— start of LISTING —

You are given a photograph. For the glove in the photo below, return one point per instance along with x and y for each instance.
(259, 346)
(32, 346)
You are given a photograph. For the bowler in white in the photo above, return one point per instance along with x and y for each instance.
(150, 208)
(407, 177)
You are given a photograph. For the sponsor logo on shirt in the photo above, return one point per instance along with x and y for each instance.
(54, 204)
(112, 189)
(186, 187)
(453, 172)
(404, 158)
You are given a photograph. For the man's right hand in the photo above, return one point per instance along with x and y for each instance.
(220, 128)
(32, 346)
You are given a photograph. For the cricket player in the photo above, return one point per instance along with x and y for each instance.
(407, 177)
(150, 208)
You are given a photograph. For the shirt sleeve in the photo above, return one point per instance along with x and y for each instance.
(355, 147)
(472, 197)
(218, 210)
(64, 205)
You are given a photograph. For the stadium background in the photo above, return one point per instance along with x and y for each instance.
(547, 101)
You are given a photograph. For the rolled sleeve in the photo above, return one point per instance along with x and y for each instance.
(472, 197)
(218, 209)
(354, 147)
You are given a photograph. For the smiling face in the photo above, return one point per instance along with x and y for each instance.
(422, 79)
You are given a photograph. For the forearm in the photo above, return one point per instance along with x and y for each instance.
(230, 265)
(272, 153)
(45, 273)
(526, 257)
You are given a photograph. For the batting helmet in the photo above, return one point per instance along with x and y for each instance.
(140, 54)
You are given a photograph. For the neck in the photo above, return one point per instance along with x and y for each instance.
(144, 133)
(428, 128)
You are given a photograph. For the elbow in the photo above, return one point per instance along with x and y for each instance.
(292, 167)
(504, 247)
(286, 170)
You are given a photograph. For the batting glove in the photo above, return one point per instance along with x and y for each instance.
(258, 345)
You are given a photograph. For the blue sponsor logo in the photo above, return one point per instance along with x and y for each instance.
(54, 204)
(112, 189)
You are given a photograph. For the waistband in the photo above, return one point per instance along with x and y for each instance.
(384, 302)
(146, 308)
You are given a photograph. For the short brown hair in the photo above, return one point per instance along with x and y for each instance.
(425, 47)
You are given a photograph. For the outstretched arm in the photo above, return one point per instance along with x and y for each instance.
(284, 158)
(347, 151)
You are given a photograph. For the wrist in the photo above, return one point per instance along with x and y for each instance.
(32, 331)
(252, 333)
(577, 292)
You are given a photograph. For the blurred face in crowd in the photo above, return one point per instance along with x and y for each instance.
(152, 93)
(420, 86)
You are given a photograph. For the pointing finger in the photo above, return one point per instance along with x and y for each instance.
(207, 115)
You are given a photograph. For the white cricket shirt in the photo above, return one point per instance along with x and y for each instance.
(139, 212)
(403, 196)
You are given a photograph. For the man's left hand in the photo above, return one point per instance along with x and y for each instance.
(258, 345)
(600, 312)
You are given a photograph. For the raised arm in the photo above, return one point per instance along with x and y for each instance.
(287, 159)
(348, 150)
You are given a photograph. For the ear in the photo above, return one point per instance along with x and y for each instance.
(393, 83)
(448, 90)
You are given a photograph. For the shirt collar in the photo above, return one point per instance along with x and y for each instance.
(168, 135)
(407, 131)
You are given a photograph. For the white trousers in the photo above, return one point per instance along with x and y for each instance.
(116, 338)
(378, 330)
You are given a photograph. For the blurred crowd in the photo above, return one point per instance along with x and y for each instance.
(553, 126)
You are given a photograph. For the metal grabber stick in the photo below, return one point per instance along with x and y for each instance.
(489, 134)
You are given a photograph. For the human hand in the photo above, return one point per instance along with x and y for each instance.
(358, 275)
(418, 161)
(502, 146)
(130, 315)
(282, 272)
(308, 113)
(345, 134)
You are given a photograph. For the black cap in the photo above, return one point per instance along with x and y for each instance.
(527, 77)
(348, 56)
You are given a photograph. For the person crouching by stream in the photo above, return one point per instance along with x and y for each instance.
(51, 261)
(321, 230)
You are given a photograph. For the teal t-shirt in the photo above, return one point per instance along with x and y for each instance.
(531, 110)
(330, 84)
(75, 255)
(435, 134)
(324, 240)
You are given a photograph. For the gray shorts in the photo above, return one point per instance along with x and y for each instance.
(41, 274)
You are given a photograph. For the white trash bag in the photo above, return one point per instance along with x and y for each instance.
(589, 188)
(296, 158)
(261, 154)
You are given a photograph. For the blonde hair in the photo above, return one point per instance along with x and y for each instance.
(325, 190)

— end of LISTING —

TASK GOAL: Print all of the data exactly as it was given.

SOLUTION:
You are given a photograph. For the glove in the photo below, return one point per instance along with x and y for each instance.
(259, 346)
(32, 346)
You are given a photograph. For the bowler in white in the photo above, return one point per instance along with x and y for each instance.
(150, 208)
(407, 177)
You are given a photograph. For the sponsor logo on shirt in the photo above, return one point per instance along with x and y for each instance.
(54, 204)
(112, 189)
(186, 187)
(453, 172)
(404, 158)
You are given a photograph. For the man's right hand in the photo above, return one point per instance along with x and y for each instance.
(220, 128)
(32, 346)
You are given a photograph. For the cricket player in the photo above, return one point per instance along with x and y for each instance.
(407, 177)
(150, 208)
You are given a photograph. For the shirt sleeve in the photo above, return one point per instance along with x and y for each instance.
(355, 147)
(472, 197)
(218, 210)
(64, 205)
You are given a photograph. For the stadium background in the photo above, return one point per instance along with x and y for each instance.
(547, 101)
You are given a photograph. For the rolled sleeve in the photo above, return one point per instance along with x and y for each instance.
(472, 197)
(218, 209)
(354, 147)
You are given a photograph. For the smiling face in the photo above, return one point per instance along with x and y for each instance.
(422, 79)
You are given a photograph. For the forearm in the photo above, return one point per instance along with x and y for each instance.
(230, 265)
(272, 153)
(45, 273)
(526, 257)
You are given a photograph. For the batting helmet in the photo above, return one point per instance along with x and y for each instance.
(140, 54)
You are given a photograph. For the neck in the photo above, return one point per instance along with x and y for each instance.
(144, 133)
(428, 128)
You are given a photograph. For the elbow in the photo above, return one point per instance along with x and y for each instance.
(292, 167)
(504, 247)
(286, 170)
You are given a photograph. For the batting glove in the photo above, return one point per instance along with x and y for each instance.
(258, 345)
You are given a photograph. For the blue sponsor logo in the photo above, return one point per instance along with x and y for each instance.
(54, 204)
(112, 189)
You are given a photograph. For the waistband in the photo above, return one point per instance along with x and y for each instance.
(384, 302)
(146, 308)
You are given a photograph. For the short brown hair in the photo above, return one point per instance along with x and y for each instance.
(425, 47)
You are given a photograph. For the outstretched arm in the photo above, return one point per instance along with x and y for each instance.
(284, 158)
(347, 151)
You are given a photograph. For the wrist in the photo above, return one point per instance along with x and y for each instance.
(32, 331)
(252, 333)
(577, 292)
You are given a photograph. For the blurred face in crowd in the photo above, return one point per instance along with x and y for each instance.
(152, 93)
(420, 86)
You are given a photograph. For the pointing finger in the photo above, return one point per instance along with x and y for each instance.
(207, 115)
You are given a photograph. For the white cricket shirt in the photo above, return one point per instance along with x and y for each instance.
(139, 212)
(403, 196)
You are given a photograph. For the man's left hand in the photo above, return one point per instance along with x and y for each instance.
(258, 345)
(600, 312)
You are given a photograph. For the raised arm in the photo above, return one point per instance along with x and y for each instance.
(287, 159)
(348, 150)
You are given a photograph. For the ear in the photo above, return one point per instance along with x and y for each instance.
(393, 83)
(448, 90)
You are given a photograph. For the shirt collar in the photo above, return one point per instance along with x and y for each instance.
(168, 135)
(407, 131)
You are given a photograph. For the white trousers in the photo above, return one point per instance along with x and y for each instance.
(116, 338)
(378, 330)
You are given a photograph. For the blurred crowd in the photo above, return one point per instance along with x and y for each instance.
(553, 126)
You are given a photograph. For the metal grabber stick in the photo below, return one point per instance along with x and y for each instance.
(489, 134)
You are given a photograph. For the human hand in the photo above, return one point per instance along with x and y for each instance.
(358, 275)
(418, 161)
(502, 146)
(130, 315)
(282, 272)
(308, 113)
(345, 134)
You are given a photograph. For the black cap in the photo above, return one point per instance along with x and y for each instance.
(527, 77)
(348, 56)
You are given a photograph. For the person crouching by stream in the photo above, return one point per instance along with x and y for each instance.
(51, 261)
(321, 230)
You are given a photograph. For the teal t-shirt in the photo above, return one point per instance along with x and y for each instance.
(531, 110)
(330, 84)
(75, 255)
(435, 134)
(324, 240)
You are given a photograph. For the gray shorts in the photo above, return one point per instance along with x and y for each instance.
(41, 274)
You are given a photograph. For the white trash bag in the photo above, return one point per instance along with x and y for each instance.
(589, 188)
(296, 158)
(261, 154)
You are given a photograph. For the blonde hair in the photo above, return one point per instance along with x and y for each instance.
(325, 190)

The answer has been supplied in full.